Count the lines of the listing below that contain the string "covered". Reply with that number only.

------ LISTED ENTRIES

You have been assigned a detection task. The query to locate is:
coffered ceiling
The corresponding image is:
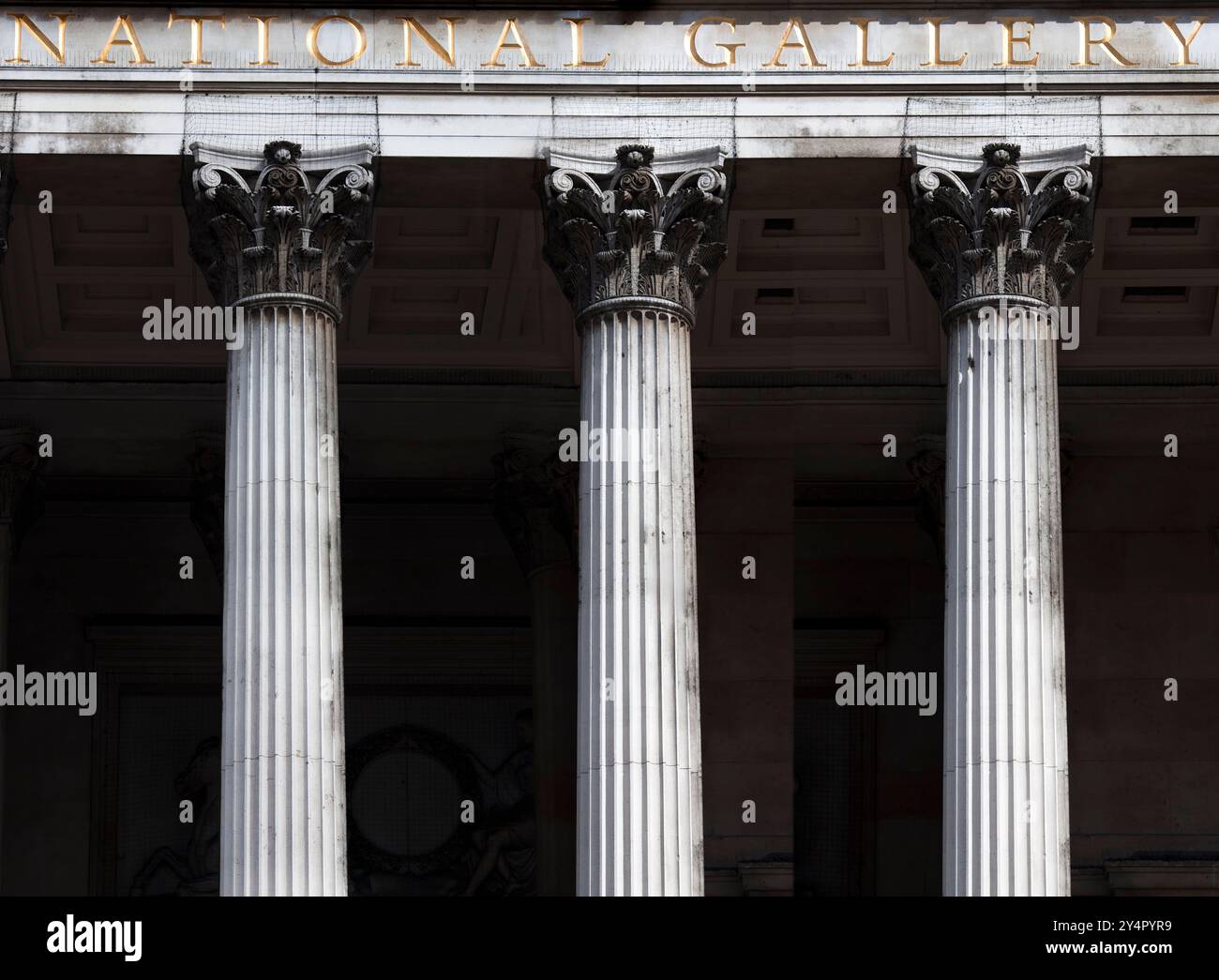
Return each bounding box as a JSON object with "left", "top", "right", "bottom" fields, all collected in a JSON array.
[{"left": 0, "top": 156, "right": 1219, "bottom": 383}]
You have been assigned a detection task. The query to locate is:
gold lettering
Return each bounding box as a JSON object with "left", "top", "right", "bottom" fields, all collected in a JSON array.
[
  {"left": 250, "top": 13, "right": 279, "bottom": 67},
  {"left": 762, "top": 17, "right": 825, "bottom": 68},
  {"left": 685, "top": 17, "right": 745, "bottom": 68},
  {"left": 168, "top": 11, "right": 224, "bottom": 65},
  {"left": 1159, "top": 17, "right": 1211, "bottom": 68},
  {"left": 848, "top": 17, "right": 894, "bottom": 68},
  {"left": 305, "top": 13, "right": 369, "bottom": 68},
  {"left": 5, "top": 13, "right": 71, "bottom": 65},
  {"left": 395, "top": 17, "right": 464, "bottom": 68},
  {"left": 483, "top": 17, "right": 546, "bottom": 68},
  {"left": 564, "top": 17, "right": 610, "bottom": 68},
  {"left": 995, "top": 17, "right": 1041, "bottom": 68},
  {"left": 92, "top": 13, "right": 156, "bottom": 65},
  {"left": 919, "top": 17, "right": 970, "bottom": 68},
  {"left": 1072, "top": 17, "right": 1138, "bottom": 68}
]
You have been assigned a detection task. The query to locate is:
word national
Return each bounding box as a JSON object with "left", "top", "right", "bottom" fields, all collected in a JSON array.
[
  {"left": 46, "top": 915, "right": 143, "bottom": 963},
  {"left": 0, "top": 663, "right": 98, "bottom": 716},
  {"left": 4, "top": 5, "right": 1219, "bottom": 72}
]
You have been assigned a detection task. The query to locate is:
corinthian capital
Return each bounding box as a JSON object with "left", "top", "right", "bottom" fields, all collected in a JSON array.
[
  {"left": 184, "top": 140, "right": 373, "bottom": 320},
  {"left": 541, "top": 145, "right": 728, "bottom": 324},
  {"left": 910, "top": 143, "right": 1093, "bottom": 326}
]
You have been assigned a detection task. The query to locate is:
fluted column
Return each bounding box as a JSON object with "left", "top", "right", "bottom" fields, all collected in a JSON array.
[
  {"left": 910, "top": 143, "right": 1092, "bottom": 895},
  {"left": 0, "top": 429, "right": 41, "bottom": 887},
  {"left": 188, "top": 142, "right": 372, "bottom": 895},
  {"left": 543, "top": 139, "right": 728, "bottom": 895}
]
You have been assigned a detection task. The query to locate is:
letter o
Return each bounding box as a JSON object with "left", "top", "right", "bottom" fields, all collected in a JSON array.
[{"left": 305, "top": 13, "right": 369, "bottom": 68}]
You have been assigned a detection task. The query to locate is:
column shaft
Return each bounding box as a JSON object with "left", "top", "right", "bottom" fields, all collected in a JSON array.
[
  {"left": 577, "top": 309, "right": 703, "bottom": 895},
  {"left": 220, "top": 302, "right": 348, "bottom": 895},
  {"left": 910, "top": 143, "right": 1094, "bottom": 895},
  {"left": 943, "top": 308, "right": 1070, "bottom": 895}
]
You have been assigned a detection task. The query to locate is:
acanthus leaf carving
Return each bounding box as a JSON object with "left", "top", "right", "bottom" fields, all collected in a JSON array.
[
  {"left": 541, "top": 143, "right": 728, "bottom": 322},
  {"left": 186, "top": 140, "right": 374, "bottom": 314},
  {"left": 910, "top": 143, "right": 1093, "bottom": 316}
]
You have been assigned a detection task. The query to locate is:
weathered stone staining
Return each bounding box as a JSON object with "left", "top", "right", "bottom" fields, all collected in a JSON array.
[
  {"left": 187, "top": 142, "right": 373, "bottom": 895},
  {"left": 541, "top": 145, "right": 728, "bottom": 895},
  {"left": 910, "top": 143, "right": 1093, "bottom": 895}
]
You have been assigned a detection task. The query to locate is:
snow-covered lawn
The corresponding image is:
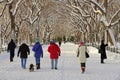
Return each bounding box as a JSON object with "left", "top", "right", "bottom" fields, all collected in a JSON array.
[{"left": 0, "top": 43, "right": 120, "bottom": 80}]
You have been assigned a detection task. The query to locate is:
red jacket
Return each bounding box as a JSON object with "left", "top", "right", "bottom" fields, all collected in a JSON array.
[{"left": 48, "top": 43, "right": 61, "bottom": 59}]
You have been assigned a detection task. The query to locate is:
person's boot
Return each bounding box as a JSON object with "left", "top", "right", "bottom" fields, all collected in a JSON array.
[
  {"left": 81, "top": 67, "right": 85, "bottom": 73},
  {"left": 36, "top": 63, "right": 40, "bottom": 69}
]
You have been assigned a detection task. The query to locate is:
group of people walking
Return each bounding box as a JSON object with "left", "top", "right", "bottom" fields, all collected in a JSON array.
[
  {"left": 77, "top": 40, "right": 108, "bottom": 73},
  {"left": 7, "top": 39, "right": 108, "bottom": 73},
  {"left": 7, "top": 39, "right": 61, "bottom": 70}
]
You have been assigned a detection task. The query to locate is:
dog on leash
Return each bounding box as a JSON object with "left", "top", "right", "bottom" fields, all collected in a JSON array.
[{"left": 29, "top": 64, "right": 34, "bottom": 72}]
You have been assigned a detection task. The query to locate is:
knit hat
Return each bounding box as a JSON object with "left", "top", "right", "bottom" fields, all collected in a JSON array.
[
  {"left": 50, "top": 40, "right": 55, "bottom": 43},
  {"left": 36, "top": 38, "right": 40, "bottom": 42},
  {"left": 80, "top": 41, "right": 85, "bottom": 46}
]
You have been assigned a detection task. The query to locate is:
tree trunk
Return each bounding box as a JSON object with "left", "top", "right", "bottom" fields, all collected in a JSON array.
[{"left": 9, "top": 4, "right": 16, "bottom": 40}]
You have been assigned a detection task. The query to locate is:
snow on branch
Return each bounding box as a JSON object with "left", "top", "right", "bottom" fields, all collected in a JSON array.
[
  {"left": 111, "top": 18, "right": 120, "bottom": 26},
  {"left": 0, "top": 0, "right": 4, "bottom": 3},
  {"left": 86, "top": 0, "right": 106, "bottom": 14},
  {"left": 0, "top": 5, "right": 7, "bottom": 17},
  {"left": 29, "top": 8, "right": 41, "bottom": 24},
  {"left": 67, "top": 5, "right": 90, "bottom": 18},
  {"left": 7, "top": 0, "right": 13, "bottom": 5},
  {"left": 109, "top": 8, "right": 120, "bottom": 25},
  {"left": 11, "top": 0, "right": 23, "bottom": 15}
]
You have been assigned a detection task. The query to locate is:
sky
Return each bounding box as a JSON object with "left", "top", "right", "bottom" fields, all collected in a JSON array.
[{"left": 0, "top": 43, "right": 120, "bottom": 80}]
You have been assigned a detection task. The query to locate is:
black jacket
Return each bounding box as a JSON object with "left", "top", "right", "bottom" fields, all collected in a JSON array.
[
  {"left": 100, "top": 43, "right": 108, "bottom": 59},
  {"left": 17, "top": 43, "right": 30, "bottom": 58},
  {"left": 7, "top": 40, "right": 16, "bottom": 54}
]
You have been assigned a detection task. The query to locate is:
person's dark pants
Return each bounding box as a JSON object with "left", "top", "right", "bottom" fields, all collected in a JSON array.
[
  {"left": 10, "top": 54, "right": 14, "bottom": 62},
  {"left": 101, "top": 59, "right": 104, "bottom": 63}
]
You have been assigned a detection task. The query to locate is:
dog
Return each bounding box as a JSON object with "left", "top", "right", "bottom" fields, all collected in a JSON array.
[{"left": 29, "top": 64, "right": 34, "bottom": 72}]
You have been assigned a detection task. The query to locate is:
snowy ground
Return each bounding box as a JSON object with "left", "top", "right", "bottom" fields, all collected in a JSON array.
[{"left": 0, "top": 43, "right": 120, "bottom": 80}]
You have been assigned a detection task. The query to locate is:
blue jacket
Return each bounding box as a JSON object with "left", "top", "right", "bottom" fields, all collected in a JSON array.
[{"left": 32, "top": 42, "right": 43, "bottom": 57}]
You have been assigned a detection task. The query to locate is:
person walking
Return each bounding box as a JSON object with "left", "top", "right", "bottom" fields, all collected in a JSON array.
[
  {"left": 77, "top": 41, "right": 86, "bottom": 73},
  {"left": 7, "top": 39, "right": 16, "bottom": 62},
  {"left": 100, "top": 40, "right": 108, "bottom": 63},
  {"left": 17, "top": 42, "right": 30, "bottom": 69},
  {"left": 48, "top": 41, "right": 61, "bottom": 70},
  {"left": 32, "top": 40, "right": 43, "bottom": 69}
]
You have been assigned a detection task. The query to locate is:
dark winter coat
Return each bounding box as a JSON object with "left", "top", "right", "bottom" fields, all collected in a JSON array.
[
  {"left": 7, "top": 40, "right": 16, "bottom": 54},
  {"left": 48, "top": 43, "right": 61, "bottom": 59},
  {"left": 32, "top": 42, "right": 43, "bottom": 57},
  {"left": 100, "top": 42, "right": 108, "bottom": 59},
  {"left": 17, "top": 43, "right": 30, "bottom": 58}
]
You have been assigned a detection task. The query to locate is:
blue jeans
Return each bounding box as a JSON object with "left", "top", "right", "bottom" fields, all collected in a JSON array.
[
  {"left": 21, "top": 58, "right": 27, "bottom": 69},
  {"left": 51, "top": 59, "right": 58, "bottom": 69}
]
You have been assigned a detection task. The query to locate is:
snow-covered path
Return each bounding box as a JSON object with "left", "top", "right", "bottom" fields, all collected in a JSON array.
[{"left": 0, "top": 43, "right": 120, "bottom": 80}]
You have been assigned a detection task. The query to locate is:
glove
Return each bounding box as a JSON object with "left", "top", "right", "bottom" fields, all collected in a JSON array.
[
  {"left": 59, "top": 53, "right": 60, "bottom": 56},
  {"left": 41, "top": 54, "right": 43, "bottom": 58}
]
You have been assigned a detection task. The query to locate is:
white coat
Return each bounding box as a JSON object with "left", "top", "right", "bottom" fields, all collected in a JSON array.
[{"left": 77, "top": 46, "right": 86, "bottom": 63}]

------------

- _OUTPUT FOR THIS TASK_
2